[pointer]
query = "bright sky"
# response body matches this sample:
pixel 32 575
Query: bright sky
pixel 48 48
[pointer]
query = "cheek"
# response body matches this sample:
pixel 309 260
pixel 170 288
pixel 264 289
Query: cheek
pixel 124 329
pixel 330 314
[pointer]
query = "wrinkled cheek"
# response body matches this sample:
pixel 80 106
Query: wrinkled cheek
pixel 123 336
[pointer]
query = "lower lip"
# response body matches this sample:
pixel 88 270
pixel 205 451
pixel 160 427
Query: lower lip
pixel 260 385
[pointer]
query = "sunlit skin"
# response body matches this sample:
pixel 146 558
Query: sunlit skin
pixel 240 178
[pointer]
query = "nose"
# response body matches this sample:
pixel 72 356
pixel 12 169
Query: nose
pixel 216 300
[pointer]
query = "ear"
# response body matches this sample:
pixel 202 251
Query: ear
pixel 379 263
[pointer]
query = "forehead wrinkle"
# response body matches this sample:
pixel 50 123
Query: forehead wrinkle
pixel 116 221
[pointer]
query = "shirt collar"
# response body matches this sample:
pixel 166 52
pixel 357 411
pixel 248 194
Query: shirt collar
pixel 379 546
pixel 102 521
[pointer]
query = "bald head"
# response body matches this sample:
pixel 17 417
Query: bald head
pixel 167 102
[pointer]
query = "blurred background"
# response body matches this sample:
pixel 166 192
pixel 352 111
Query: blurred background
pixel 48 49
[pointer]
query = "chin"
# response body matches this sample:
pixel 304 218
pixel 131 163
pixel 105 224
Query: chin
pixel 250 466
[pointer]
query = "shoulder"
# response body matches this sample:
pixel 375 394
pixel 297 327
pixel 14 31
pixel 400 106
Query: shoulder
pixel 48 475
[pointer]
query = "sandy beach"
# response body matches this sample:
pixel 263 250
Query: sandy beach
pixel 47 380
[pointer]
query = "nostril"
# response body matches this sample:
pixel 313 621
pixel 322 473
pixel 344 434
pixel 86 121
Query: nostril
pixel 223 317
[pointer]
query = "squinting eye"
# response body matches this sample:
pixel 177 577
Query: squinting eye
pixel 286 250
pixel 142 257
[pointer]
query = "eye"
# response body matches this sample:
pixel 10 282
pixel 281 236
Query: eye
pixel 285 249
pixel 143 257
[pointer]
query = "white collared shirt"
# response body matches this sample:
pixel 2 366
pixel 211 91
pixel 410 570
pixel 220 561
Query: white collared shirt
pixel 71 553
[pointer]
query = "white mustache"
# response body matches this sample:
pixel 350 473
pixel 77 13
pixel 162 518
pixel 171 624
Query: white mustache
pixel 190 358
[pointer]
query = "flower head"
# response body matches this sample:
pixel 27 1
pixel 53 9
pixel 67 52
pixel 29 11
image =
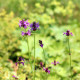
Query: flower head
pixel 46 70
pixel 68 33
pixel 41 64
pixel 26 33
pixel 24 23
pixel 20 61
pixel 34 26
pixel 40 43
pixel 55 63
pixel 14 77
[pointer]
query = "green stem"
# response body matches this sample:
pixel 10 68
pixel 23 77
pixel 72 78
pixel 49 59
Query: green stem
pixel 41 75
pixel 34 56
pixel 29 53
pixel 70 57
pixel 44 57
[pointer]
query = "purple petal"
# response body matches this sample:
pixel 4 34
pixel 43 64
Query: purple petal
pixel 14 76
pixel 25 27
pixel 22 33
pixel 29 32
pixel 58 62
pixel 49 71
pixel 71 34
pixel 16 63
pixel 52 63
pixel 64 33
pixel 22 63
pixel 44 68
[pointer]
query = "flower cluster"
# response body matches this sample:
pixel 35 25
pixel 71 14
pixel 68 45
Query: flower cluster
pixel 14 77
pixel 24 23
pixel 34 26
pixel 20 61
pixel 41 64
pixel 68 33
pixel 55 63
pixel 40 43
pixel 26 33
pixel 46 70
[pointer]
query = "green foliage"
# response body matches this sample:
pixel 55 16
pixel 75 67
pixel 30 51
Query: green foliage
pixel 54 17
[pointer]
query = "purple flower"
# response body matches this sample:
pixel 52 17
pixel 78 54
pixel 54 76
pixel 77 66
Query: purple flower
pixel 26 33
pixel 34 26
pixel 46 70
pixel 23 23
pixel 41 64
pixel 55 63
pixel 40 43
pixel 68 33
pixel 14 77
pixel 20 61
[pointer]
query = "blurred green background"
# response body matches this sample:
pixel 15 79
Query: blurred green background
pixel 54 17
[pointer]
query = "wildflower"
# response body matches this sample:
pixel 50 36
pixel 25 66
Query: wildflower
pixel 14 77
pixel 26 33
pixel 23 23
pixel 20 61
pixel 41 64
pixel 46 70
pixel 55 63
pixel 34 26
pixel 40 43
pixel 68 33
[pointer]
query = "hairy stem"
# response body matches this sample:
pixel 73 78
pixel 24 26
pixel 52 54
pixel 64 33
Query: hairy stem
pixel 34 56
pixel 70 57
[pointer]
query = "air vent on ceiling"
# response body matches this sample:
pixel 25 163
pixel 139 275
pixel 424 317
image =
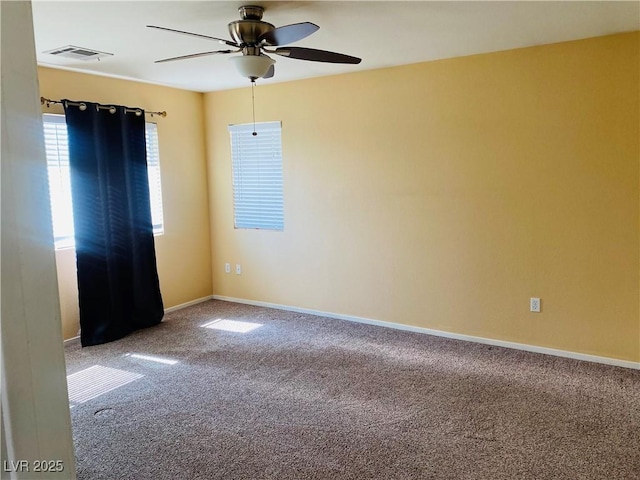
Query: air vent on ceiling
pixel 78 53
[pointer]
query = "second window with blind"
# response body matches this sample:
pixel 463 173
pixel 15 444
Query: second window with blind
pixel 258 201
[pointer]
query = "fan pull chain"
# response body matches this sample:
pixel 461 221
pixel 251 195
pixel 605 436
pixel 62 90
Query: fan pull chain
pixel 253 106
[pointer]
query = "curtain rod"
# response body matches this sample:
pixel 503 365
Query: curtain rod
pixel 137 111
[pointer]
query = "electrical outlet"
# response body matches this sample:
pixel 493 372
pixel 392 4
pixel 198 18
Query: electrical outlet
pixel 535 304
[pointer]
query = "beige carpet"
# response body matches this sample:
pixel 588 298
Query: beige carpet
pixel 228 391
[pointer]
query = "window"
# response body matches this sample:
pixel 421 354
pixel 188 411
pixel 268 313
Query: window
pixel 57 150
pixel 257 176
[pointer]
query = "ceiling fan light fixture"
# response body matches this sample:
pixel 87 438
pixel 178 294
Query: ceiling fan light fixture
pixel 253 66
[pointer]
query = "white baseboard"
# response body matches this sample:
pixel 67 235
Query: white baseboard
pixel 74 340
pixel 187 304
pixel 71 341
pixel 440 333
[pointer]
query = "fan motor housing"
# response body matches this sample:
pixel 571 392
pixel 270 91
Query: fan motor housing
pixel 247 32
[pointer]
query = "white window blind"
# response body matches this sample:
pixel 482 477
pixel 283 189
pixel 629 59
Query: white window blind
pixel 153 171
pixel 257 175
pixel 57 151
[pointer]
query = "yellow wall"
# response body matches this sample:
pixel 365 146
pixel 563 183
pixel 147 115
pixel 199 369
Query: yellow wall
pixel 183 251
pixel 445 194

◆ **TASK TO COMPLETE**: Set the data above down again exactly as given, with no pictures.

◆ **TASK RESPONSE**:
[pointer]
query = "bright sky"
# response body matches this sample:
pixel 32 575
Query: bright sky
pixel 48 48
[pointer]
query = "cheek"
# response body matches this sample:
pixel 309 260
pixel 170 288
pixel 264 289
Query: cheek
pixel 124 329
pixel 330 314
[pointer]
query = "wrinkled cheek"
# response body matches this sample:
pixel 80 106
Query: wrinkled cheek
pixel 123 336
[pointer]
query = "lower lip"
# response body matches this sample:
pixel 88 270
pixel 205 451
pixel 160 427
Query: lower lip
pixel 260 385
[pointer]
query = "sunlit skin"
# response body matches this sample:
pixel 146 558
Query: sunlit skin
pixel 240 178
[pointer]
query = "nose"
# response body matches this sample:
pixel 72 356
pixel 12 169
Query: nose
pixel 216 300
[pointer]
query = "ear"
# response body matches this sample:
pixel 202 251
Query: ear
pixel 379 263
[pointer]
query = "forehead wrinkle"
# response body matches this sample:
pixel 50 123
Query: forehead wrinkle
pixel 116 221
[pointer]
query = "shirt collar"
# response body matches this sample:
pixel 166 52
pixel 357 411
pixel 248 194
Query: shirt collar
pixel 379 546
pixel 102 521
[pointer]
query = "bald head"
# response body matches this sample:
pixel 17 417
Query: bald head
pixel 167 102
[pointer]
query = "blurred background"
# response body matches this sample:
pixel 166 192
pixel 352 111
Query: blurred background
pixel 48 49
[pointer]
query = "chin"
# response body matches this sample:
pixel 304 218
pixel 131 163
pixel 105 224
Query: chin
pixel 250 466
[pointer]
query = "shoulder"
# response body matches this sample:
pixel 375 394
pixel 297 327
pixel 14 31
pixel 400 106
Query: shoulder
pixel 48 475
[pointer]
query = "sandy beach"
# response body matches this sample:
pixel 263 250
Query: sandy beach
pixel 47 380
[pointer]
query = "nostril"
# response body matches this sample:
pixel 313 621
pixel 322 473
pixel 344 434
pixel 86 121
Query: nostril
pixel 223 317
[pointer]
query = "squinting eye"
# response body matches this sample:
pixel 177 577
Query: squinting eye
pixel 286 250
pixel 142 257
[pointer]
query = "eye"
# response body matches this sample:
pixel 10 282
pixel 281 236
Query: eye
pixel 285 249
pixel 143 257
[pointer]
query = "white collared shirt"
# response body matches this sample:
pixel 2 366
pixel 211 91
pixel 410 570
pixel 220 561
Query: white collared shirt
pixel 71 553
[pointer]
query = "white mustache"
# response body matches this sample:
pixel 350 473
pixel 77 13
pixel 162 518
pixel 171 624
Query: white mustache
pixel 190 358
[pointer]
query = "flower head"
# response body matches this sample:
pixel 27 1
pixel 53 9
pixel 67 52
pixel 29 11
image =
Query: flower head
pixel 46 70
pixel 68 33
pixel 41 64
pixel 26 33
pixel 24 23
pixel 20 61
pixel 34 26
pixel 40 43
pixel 55 63
pixel 14 77
[pointer]
query = "green stem"
# response body matches this sample:
pixel 10 68
pixel 23 77
pixel 72 78
pixel 49 59
Query: green stem
pixel 41 75
pixel 34 56
pixel 29 53
pixel 70 57
pixel 44 57
[pointer]
query = "purple petal"
# response body matches this sample:
pixel 4 34
pixel 43 64
Query: purple petal
pixel 14 76
pixel 25 27
pixel 22 33
pixel 29 32
pixel 58 62
pixel 49 71
pixel 71 34
pixel 16 63
pixel 52 63
pixel 64 33
pixel 22 63
pixel 44 68
[pointer]
query = "flower cluster"
# response body matches this sample:
pixel 35 25
pixel 71 14
pixel 68 45
Query: flower cluster
pixel 14 77
pixel 24 23
pixel 34 26
pixel 20 61
pixel 41 64
pixel 68 33
pixel 55 63
pixel 40 43
pixel 26 33
pixel 46 70
[pointer]
query = "green foliage"
# response body matches this sample:
pixel 55 16
pixel 75 67
pixel 30 51
Query: green foliage
pixel 54 17
[pointer]
query = "purple flower"
# response body matches this sample:
pixel 52 17
pixel 78 54
pixel 54 76
pixel 77 66
Query: purple flower
pixel 26 33
pixel 34 26
pixel 46 70
pixel 23 23
pixel 41 64
pixel 55 63
pixel 40 43
pixel 68 33
pixel 14 77
pixel 20 61
[pointer]
query = "blurred green background"
# response body matches this sample:
pixel 15 79
Query: blurred green background
pixel 54 17
[pointer]
query = "wildflower"
# response body matches this sample:
pixel 50 36
pixel 25 66
Query: wildflower
pixel 14 77
pixel 26 33
pixel 23 23
pixel 20 61
pixel 41 64
pixel 46 70
pixel 55 63
pixel 34 26
pixel 40 43
pixel 68 33
[pointer]
query = "hairy stem"
# response body matches this sample:
pixel 73 78
pixel 24 26
pixel 52 54
pixel 64 33
Query: hairy stem
pixel 34 56
pixel 70 57
[pointer]
query = "air vent on ceiling"
# response body matches this sample:
pixel 25 163
pixel 139 275
pixel 424 317
image =
Query: air vent on ceiling
pixel 78 53
[pointer]
query = "second window with blind"
# response body matches this sample:
pixel 463 173
pixel 15 444
Query: second window with blind
pixel 258 201
[pointer]
query = "fan pull chain"
# response body matches this sample:
pixel 461 221
pixel 251 195
pixel 605 436
pixel 62 90
Query: fan pull chain
pixel 253 106
[pointer]
query = "curtain rod"
# response body matches this sample:
pixel 503 365
Query: curtain rod
pixel 137 111
[pointer]
query = "electrical outlet"
# response body matches this sample:
pixel 493 372
pixel 392 4
pixel 198 18
Query: electrical outlet
pixel 535 304
[pointer]
query = "beige carpet"
# response body matches this sample:
pixel 588 298
Query: beige carpet
pixel 228 391
[pointer]
query = "window"
# response body matches this sample:
pixel 421 354
pixel 188 411
pixel 268 313
Query: window
pixel 57 150
pixel 257 176
[pointer]
query = "ceiling fan light fixture"
# response body matches this sample:
pixel 87 438
pixel 178 294
Query: ceiling fan light fixture
pixel 253 66
[pointer]
query = "white baseboard"
# response body matches this sample:
pixel 67 235
Query: white baseboard
pixel 74 340
pixel 187 304
pixel 71 341
pixel 440 333
[pointer]
query = "fan motor housing"
# response body matches this sample:
pixel 571 392
pixel 270 91
Query: fan motor housing
pixel 247 32
[pointer]
query = "white window blind"
# response body matches this sample:
pixel 482 477
pixel 283 189
pixel 629 59
Query: white window blind
pixel 153 171
pixel 257 175
pixel 57 151
[pointer]
query = "yellow wall"
# response body matches this sample:
pixel 365 146
pixel 563 183
pixel 147 115
pixel 199 369
Query: yellow wall
pixel 183 251
pixel 445 194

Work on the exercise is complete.